++++ TEXT UNDER STUDY ++++
Skip to main content

STAG Initiative

The STAG Initiative

Arakne is launching the STAG (Semantic TAGging) initiative to develop an unsupervised text and multimedia classifier based on advanced AI algorithms. STAG product will be developed along the lines of the keyword assigner service that Arakne has already designed and deployed in production for the European portal KEEP
In the case of KEEP portal our solution works to tag cross-territorial project information with respect to a predefined set of keywords. With STAG we plan to extend this solution to a fully unsupervised tagging, moreover capable of classifying also multimedia information.


STAG has the following features:

  • uses a fully unsupervised algorithm
  • is language agnostic: i.e. it is implementable in all languages and can be coupled to a translation engine,
  • is horizontally scalable because each texts comparison is independent and parallelizable
  • can keep up with the linguistic trends because is updatable.

From a technical point of view STAG is developed closely following a BigData Lambda architecture and making use of state-of-art components of Hadoop suite.

Arakne has been selected by EDI incubator as one of the brightest “Big Data” startups in Europe to make the STAG initiative grow towards a fully functional product.  Read more in this blog post.



What is STAG4Covid-19?

We were asked to contribute to the fight against Covid-19, and we try in our way.

We are an IT company, we are able to do semantic analysis and we have developed STAG. STAG4Covid-19 is the natural result of these assumptions. Our solution wants to offer a web-based tool that every scientist can use to orientate himself in the overwhelming proliferation of health-related entities (e.g. findings, symptoms, diseases, diagnoses, and medications) that are mentioned in the medical research papers in a not normalized and not semantically interoperable form.
These entities often indicate the same concepts that STAG4Covid-19 can semantically analyze and represent in a controlled vocabulary. 
Such a semantic map, we strongly believe, will increase the efficiency in the circulation of the information among the scientific community and it is our contribution to find a solution to this pandemic.
But that's not all: not only scientific language can find its standardized form, but also the common language, the one we use in our messages on social media to describe how we feel and what symptoms we have, the so-called User Generated Content (UGC).
Bringing this vast amount of information back to a standardized, measurable and comparable form will be very useful for those who will have the duty of the pharmacosurveillance and will have to promptly grasp the effects that the large-scale release of a partially tested vaccine or a new drug may have on the population.

To massively process the UGC, STAG4Covid-19 want to offer a set of API to programmatically exploit the same services of the web interface.

Who is STAG4Covid-19 for?

The clinicians, the hospitals, the practitioners, the scientific community in general and the public health monitoring institutions.
++++ DATA PROVIDED ++++
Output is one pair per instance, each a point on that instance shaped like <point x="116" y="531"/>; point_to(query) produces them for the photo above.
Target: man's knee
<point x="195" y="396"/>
++++
- **USING THE INFORMATION**
[a] Reproduce the passage of the STAG text above word for word, from "But that's not" up to and including "health monitoring institutions.".
[b] According to the STAG text above, which incubator selected Arakne as one of the brightest "Big Data" startups in Europe?

- **SOLVED TASKS**
[a]
But that's not all: not only scientific language can find its standardized form, but also the common language, the one we use in our messages on social media to describe how we feel and what symptoms we have, the so-called User Generated Content (UGC).
Bringing this vast amount of information back to a standardized, measurable and comparable form will be very useful for those who will have the duty of the pharmacosurveillance and will have to promptly grasp the effects that the large-scale release of a partially tested vaccine or a new drug may have on the population.

To massively process the UGC, STAG4Covid-19 want to offer a set of API to programmatically exploit the same services of the web interface.

Who is STAG4Covid-19 for?

The clinicians, the hospitals, the practitioners, the scientific community in general and the public health monitoring institutions.

[b] The EDI incubator.